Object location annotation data
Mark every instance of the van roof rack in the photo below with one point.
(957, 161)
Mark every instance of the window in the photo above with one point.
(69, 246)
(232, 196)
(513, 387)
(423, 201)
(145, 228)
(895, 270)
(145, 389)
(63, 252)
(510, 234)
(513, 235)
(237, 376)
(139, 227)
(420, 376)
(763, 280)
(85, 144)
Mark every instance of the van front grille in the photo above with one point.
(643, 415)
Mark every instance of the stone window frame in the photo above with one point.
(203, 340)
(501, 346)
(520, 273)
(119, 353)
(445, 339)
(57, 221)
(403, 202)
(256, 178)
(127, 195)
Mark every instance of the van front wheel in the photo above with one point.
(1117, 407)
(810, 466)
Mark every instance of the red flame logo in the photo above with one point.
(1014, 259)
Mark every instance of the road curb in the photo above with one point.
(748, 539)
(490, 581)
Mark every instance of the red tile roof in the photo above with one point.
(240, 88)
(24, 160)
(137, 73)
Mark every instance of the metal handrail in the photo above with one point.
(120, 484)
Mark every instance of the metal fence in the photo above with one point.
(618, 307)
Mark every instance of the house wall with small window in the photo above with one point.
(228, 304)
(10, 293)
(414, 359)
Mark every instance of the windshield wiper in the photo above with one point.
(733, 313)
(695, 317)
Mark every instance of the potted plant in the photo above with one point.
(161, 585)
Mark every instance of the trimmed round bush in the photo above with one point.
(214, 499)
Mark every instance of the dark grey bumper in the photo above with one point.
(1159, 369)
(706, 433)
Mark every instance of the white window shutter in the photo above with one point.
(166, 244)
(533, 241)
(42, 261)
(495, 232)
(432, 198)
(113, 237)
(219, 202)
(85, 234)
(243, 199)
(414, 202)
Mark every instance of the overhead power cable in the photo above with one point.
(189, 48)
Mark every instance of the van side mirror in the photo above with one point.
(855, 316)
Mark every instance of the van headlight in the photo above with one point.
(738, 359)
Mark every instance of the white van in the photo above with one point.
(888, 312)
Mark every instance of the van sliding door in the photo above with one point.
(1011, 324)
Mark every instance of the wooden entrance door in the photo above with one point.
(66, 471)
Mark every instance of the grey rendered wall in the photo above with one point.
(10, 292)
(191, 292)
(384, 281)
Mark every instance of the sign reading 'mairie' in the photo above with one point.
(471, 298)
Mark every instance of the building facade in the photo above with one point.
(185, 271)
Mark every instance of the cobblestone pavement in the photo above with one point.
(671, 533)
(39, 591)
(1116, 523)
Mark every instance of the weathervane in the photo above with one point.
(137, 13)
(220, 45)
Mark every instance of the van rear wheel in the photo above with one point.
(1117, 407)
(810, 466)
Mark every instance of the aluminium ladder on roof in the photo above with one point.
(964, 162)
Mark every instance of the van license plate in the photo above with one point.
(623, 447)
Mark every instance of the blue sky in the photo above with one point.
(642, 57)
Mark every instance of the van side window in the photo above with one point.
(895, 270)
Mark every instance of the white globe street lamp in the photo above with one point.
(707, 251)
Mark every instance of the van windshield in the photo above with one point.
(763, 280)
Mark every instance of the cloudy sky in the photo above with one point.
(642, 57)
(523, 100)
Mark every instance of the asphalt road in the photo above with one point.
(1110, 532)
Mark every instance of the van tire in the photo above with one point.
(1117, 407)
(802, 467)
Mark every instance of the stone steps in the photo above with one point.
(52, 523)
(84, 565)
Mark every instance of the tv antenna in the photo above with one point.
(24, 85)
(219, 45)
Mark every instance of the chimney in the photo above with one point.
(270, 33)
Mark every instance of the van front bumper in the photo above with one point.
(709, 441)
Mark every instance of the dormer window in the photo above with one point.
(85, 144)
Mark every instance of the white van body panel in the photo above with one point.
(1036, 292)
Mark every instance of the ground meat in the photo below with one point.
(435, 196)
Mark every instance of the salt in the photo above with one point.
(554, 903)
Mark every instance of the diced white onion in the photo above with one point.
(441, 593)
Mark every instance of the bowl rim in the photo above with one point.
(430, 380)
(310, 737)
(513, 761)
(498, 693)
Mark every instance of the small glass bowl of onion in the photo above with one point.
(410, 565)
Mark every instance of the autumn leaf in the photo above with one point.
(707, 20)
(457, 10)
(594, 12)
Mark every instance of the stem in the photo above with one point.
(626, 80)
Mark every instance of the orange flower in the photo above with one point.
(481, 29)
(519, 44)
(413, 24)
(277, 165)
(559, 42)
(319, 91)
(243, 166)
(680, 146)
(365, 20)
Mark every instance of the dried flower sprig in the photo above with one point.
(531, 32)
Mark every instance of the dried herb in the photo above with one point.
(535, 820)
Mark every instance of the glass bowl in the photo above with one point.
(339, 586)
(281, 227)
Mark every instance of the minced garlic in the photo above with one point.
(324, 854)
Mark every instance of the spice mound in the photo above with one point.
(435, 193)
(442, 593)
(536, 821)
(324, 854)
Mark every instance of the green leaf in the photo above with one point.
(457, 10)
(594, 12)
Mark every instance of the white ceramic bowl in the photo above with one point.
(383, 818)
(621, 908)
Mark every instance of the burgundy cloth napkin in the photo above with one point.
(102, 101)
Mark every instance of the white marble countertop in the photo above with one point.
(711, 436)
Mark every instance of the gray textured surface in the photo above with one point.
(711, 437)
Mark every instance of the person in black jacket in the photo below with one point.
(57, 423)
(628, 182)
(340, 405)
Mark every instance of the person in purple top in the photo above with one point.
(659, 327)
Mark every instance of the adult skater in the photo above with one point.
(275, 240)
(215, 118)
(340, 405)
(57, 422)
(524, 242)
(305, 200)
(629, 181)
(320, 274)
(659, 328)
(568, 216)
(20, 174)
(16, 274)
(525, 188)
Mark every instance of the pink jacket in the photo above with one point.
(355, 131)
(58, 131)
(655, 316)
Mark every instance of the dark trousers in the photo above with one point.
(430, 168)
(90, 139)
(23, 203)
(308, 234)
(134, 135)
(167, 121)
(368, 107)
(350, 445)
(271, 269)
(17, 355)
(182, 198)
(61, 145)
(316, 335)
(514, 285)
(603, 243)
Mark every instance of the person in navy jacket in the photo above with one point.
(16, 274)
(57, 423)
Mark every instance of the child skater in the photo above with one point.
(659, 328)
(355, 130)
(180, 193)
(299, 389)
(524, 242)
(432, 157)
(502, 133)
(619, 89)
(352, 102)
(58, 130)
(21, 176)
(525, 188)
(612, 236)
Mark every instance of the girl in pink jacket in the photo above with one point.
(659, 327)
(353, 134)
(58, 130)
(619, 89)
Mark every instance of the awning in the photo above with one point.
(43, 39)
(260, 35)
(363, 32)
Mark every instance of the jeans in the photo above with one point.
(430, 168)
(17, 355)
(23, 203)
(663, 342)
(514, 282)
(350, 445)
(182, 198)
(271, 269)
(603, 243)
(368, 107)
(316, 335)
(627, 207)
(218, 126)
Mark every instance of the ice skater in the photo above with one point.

> **Work to be completed**:
Reproduce the listing above exactly from the line containing "Mark every instance of the white ceramic" through its last line, with both of those lines included.

> **Worked answer**:
Mark every instance of the white ceramic bowl in the photo above with one point.
(383, 818)
(621, 908)
Mark every instance of the burgundy cloth napkin in the photo above with one point.
(102, 101)
Mark every instance of the white marble countertop in the photo above with one point.
(711, 436)
Mark every instance of the gray textured surface in the photo above with one point.
(711, 437)
Mark every instance of the person in black jacket in the photo below with one point.
(57, 423)
(628, 182)
(340, 405)
Mark every instance of the person in purple top in the photo above with one point.
(659, 327)
Mark every instance of the adult skater in the photo above with one point.
(275, 240)
(215, 118)
(340, 405)
(57, 422)
(524, 242)
(305, 200)
(629, 181)
(320, 274)
(659, 328)
(568, 216)
(20, 174)
(16, 274)
(525, 188)
Mark every instance of the pink jacket in the photo above with one point.
(355, 131)
(58, 131)
(655, 316)
Mark every instance of the dark trousers in the photo above with one point.
(430, 168)
(90, 139)
(23, 203)
(308, 234)
(134, 135)
(167, 121)
(368, 107)
(350, 445)
(271, 269)
(17, 355)
(182, 198)
(61, 145)
(316, 335)
(514, 285)
(603, 243)
Mark every instance of the person in navy jacket in the photo above with one point.
(16, 274)
(57, 423)
Mark every instance of the child skater in the photo above with one point.
(659, 328)
(355, 130)
(180, 193)
(299, 389)
(524, 242)
(432, 157)
(502, 133)
(619, 89)
(352, 102)
(58, 130)
(21, 176)
(525, 188)
(612, 236)
Mark every instance of the girl in pink jacket in the photo above with one point.
(659, 327)
(353, 134)
(58, 130)
(619, 89)
Mark every instance of the awning in the photo above with one point.
(43, 39)
(260, 35)
(363, 32)
Mark every instance of the jeans in the photo above with one point.
(430, 168)
(17, 355)
(23, 203)
(663, 342)
(514, 282)
(350, 445)
(182, 198)
(271, 269)
(603, 243)
(368, 107)
(316, 335)
(627, 207)
(218, 126)
Mark every instance of the ice skater in the photo above with one point.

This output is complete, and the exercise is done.